### TASK BRIEF
In the records below, locate the line containing "# annotate each instance of the wooden", then output that line and all later lines exactly, through the last one.

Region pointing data
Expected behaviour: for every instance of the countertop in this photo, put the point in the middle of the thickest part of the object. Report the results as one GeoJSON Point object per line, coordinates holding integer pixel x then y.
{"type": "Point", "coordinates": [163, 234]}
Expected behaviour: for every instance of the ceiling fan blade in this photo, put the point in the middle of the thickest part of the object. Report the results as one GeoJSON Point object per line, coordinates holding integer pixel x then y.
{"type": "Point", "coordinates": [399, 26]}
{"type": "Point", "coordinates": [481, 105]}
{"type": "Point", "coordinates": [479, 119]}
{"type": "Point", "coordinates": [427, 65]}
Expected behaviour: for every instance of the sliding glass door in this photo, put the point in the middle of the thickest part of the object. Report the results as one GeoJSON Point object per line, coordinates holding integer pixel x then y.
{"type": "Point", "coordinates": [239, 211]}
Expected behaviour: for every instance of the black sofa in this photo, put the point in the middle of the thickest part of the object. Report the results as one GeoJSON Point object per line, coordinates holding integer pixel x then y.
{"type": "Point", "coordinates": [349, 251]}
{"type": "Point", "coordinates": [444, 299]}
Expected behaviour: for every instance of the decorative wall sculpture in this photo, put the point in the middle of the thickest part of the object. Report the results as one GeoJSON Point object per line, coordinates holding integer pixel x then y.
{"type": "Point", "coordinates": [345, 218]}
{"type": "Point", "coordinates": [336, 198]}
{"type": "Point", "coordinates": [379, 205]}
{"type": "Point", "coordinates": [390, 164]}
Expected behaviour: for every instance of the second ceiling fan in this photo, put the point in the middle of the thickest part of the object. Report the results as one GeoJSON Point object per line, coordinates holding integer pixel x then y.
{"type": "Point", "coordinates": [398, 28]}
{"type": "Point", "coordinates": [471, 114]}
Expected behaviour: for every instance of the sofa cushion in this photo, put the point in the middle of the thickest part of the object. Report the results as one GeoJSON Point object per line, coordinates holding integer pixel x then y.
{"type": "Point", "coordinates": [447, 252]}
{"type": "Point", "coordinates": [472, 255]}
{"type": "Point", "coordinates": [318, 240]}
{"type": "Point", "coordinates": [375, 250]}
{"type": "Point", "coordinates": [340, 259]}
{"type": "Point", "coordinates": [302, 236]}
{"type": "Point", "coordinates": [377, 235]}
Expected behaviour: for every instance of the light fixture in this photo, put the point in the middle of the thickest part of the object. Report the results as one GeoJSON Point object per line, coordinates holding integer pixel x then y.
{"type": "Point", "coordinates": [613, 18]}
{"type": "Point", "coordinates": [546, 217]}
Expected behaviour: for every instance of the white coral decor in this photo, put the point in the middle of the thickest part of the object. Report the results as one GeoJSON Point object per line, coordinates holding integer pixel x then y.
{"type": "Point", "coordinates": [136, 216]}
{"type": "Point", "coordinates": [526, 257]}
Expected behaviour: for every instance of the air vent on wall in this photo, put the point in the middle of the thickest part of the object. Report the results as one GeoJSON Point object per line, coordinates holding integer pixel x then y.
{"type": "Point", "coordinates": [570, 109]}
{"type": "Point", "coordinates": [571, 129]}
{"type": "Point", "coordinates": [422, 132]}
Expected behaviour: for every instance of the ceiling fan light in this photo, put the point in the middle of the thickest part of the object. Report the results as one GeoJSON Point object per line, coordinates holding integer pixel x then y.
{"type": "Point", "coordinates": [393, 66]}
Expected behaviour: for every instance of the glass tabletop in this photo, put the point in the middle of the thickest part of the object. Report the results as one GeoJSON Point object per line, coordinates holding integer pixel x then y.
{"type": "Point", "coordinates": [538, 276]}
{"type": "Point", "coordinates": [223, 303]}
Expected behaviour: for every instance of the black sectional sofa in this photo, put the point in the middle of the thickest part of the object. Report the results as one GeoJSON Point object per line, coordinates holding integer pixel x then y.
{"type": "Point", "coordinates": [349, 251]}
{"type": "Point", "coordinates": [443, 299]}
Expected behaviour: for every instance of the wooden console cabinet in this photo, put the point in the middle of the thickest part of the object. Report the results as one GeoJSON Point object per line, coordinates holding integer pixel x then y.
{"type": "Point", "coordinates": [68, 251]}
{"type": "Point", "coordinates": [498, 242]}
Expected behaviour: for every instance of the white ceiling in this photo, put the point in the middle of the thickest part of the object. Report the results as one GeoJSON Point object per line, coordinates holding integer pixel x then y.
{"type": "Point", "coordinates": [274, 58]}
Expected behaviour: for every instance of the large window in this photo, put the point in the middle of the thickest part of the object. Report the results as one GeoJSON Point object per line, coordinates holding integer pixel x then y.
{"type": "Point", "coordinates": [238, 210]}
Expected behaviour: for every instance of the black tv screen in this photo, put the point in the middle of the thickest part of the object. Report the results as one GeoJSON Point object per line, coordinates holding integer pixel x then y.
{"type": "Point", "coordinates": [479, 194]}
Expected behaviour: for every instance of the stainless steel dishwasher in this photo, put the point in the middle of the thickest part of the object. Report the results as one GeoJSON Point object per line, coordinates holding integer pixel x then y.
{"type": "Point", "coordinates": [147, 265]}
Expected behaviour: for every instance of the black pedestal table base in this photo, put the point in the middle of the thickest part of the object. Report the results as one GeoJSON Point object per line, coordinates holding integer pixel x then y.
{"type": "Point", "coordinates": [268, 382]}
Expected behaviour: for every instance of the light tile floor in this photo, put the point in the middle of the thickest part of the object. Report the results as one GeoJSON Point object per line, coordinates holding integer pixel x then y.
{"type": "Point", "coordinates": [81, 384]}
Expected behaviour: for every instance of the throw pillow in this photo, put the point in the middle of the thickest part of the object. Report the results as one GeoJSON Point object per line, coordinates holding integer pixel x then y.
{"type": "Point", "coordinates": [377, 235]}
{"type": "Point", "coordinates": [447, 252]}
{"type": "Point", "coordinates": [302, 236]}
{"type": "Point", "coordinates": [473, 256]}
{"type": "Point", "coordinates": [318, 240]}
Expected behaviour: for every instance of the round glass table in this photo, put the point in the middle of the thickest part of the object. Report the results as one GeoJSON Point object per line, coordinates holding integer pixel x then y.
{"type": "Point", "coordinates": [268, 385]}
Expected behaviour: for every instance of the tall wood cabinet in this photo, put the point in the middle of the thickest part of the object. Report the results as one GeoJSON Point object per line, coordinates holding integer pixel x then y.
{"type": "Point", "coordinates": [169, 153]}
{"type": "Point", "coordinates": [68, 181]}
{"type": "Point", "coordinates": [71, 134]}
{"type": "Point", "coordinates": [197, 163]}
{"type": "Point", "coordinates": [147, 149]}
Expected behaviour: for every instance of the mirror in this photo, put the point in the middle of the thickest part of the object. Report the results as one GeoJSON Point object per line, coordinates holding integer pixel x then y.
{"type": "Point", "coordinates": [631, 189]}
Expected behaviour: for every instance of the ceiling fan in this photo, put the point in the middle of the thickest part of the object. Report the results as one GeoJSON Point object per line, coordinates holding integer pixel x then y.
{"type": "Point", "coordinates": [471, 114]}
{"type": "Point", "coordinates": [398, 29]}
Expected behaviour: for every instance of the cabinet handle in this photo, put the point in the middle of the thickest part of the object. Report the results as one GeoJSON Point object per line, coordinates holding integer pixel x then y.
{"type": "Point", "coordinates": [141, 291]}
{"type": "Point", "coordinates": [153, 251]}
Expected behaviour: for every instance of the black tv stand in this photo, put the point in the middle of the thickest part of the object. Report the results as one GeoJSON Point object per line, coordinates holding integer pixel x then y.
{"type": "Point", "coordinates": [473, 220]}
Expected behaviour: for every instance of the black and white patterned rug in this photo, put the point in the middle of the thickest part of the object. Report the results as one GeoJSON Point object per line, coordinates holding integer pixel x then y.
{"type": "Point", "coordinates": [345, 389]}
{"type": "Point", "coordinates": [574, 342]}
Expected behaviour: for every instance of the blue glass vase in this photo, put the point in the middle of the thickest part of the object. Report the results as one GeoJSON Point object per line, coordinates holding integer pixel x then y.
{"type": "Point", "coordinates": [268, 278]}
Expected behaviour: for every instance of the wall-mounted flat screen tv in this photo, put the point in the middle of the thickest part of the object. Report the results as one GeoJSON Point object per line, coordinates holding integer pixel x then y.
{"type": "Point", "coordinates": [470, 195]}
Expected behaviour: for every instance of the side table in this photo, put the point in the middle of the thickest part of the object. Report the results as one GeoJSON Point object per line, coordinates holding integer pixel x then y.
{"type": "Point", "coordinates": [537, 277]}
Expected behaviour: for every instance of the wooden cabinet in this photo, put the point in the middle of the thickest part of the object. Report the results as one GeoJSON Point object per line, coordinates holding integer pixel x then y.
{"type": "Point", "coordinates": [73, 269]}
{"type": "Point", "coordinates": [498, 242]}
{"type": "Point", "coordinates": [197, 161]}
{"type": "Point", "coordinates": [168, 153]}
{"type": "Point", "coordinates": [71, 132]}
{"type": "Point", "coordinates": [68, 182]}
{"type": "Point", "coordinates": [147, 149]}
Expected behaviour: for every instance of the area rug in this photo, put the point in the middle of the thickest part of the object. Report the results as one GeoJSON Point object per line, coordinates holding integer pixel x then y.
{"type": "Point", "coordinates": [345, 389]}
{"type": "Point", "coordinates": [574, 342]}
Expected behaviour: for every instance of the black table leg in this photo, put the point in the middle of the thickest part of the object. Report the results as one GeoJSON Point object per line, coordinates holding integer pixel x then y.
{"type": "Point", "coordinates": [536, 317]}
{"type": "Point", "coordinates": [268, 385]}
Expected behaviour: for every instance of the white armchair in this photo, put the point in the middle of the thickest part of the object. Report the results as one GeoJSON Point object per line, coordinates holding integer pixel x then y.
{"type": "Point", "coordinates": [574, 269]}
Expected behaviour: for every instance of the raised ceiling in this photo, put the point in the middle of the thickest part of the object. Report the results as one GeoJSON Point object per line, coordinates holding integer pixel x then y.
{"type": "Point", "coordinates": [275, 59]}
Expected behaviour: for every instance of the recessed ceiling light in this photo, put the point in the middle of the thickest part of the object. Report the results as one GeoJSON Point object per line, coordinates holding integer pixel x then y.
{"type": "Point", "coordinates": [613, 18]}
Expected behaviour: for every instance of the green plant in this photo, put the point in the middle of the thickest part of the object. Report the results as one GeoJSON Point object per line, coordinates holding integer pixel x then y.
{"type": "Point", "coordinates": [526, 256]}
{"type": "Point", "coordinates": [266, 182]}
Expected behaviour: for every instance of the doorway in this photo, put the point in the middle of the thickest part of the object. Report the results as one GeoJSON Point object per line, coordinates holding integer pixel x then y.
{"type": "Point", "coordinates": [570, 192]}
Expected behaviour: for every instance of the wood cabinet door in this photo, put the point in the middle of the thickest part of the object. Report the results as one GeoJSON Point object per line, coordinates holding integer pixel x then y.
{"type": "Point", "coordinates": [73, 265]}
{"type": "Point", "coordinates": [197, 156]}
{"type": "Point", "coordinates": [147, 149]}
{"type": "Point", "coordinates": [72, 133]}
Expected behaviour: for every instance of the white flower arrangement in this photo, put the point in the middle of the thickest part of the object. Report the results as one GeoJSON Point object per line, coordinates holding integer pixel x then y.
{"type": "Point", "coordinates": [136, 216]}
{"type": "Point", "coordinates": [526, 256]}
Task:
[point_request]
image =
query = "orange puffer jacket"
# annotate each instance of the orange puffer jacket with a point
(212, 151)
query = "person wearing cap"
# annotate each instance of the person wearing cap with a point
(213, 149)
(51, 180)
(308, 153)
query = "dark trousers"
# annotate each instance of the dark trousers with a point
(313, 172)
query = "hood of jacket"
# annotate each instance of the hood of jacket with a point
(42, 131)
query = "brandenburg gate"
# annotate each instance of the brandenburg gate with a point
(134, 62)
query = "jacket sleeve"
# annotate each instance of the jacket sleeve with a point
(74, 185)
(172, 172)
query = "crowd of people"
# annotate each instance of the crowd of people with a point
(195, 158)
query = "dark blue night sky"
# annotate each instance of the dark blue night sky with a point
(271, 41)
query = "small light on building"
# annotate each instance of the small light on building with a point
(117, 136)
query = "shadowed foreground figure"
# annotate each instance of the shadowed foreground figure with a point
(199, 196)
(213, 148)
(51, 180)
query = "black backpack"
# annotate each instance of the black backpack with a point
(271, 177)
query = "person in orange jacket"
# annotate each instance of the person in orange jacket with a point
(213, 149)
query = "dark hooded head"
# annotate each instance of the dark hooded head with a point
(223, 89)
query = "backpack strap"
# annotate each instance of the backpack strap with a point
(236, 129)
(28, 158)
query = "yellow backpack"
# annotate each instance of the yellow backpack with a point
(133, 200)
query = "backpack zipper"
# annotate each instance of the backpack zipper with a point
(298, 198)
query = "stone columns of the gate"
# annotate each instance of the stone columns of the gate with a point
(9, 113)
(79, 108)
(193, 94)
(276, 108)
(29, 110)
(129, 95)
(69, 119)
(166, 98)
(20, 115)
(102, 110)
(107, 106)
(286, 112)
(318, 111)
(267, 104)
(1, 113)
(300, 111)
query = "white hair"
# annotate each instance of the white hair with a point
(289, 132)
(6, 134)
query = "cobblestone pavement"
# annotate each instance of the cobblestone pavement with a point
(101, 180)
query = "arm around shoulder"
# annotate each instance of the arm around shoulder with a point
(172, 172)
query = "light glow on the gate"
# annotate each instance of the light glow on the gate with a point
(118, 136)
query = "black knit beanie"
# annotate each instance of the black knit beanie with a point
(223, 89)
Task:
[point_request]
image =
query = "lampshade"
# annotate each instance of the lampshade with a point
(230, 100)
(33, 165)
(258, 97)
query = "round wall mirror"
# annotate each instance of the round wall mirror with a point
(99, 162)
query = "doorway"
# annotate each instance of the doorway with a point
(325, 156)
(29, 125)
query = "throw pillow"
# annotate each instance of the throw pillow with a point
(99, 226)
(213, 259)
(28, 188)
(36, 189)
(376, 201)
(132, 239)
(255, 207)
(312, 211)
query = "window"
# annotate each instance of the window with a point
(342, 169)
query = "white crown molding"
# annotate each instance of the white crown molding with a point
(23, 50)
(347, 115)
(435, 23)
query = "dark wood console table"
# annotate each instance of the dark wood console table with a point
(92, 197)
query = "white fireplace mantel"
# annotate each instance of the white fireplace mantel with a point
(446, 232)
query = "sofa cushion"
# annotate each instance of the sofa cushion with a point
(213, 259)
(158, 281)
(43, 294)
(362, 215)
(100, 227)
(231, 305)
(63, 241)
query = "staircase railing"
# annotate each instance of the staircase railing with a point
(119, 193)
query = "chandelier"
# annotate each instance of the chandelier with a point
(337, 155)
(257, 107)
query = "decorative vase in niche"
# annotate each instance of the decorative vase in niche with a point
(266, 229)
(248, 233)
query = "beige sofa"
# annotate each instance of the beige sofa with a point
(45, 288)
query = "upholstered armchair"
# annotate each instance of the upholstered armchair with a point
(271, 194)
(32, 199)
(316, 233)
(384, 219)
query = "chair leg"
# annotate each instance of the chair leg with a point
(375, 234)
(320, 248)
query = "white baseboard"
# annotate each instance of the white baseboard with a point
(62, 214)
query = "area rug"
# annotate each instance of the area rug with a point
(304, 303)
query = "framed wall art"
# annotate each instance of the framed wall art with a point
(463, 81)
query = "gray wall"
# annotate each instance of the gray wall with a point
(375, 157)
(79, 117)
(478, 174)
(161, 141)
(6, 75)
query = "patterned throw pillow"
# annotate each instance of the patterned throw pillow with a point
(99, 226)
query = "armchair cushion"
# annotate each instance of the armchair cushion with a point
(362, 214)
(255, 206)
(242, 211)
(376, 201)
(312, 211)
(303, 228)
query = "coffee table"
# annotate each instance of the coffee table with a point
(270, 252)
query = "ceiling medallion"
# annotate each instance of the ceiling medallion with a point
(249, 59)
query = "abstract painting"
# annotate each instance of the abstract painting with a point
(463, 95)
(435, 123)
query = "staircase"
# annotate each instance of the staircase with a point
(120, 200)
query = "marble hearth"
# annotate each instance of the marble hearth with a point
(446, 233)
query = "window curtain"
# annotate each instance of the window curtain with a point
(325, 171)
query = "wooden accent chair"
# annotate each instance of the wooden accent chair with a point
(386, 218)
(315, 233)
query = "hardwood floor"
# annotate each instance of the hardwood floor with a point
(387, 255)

### OUTPUT OF THE EXERCISE
# annotate each instance of the wooden accent chair with a point
(386, 218)
(315, 233)
query = "hardwood floor"
# annotate each instance of the hardwood floor with a point
(387, 255)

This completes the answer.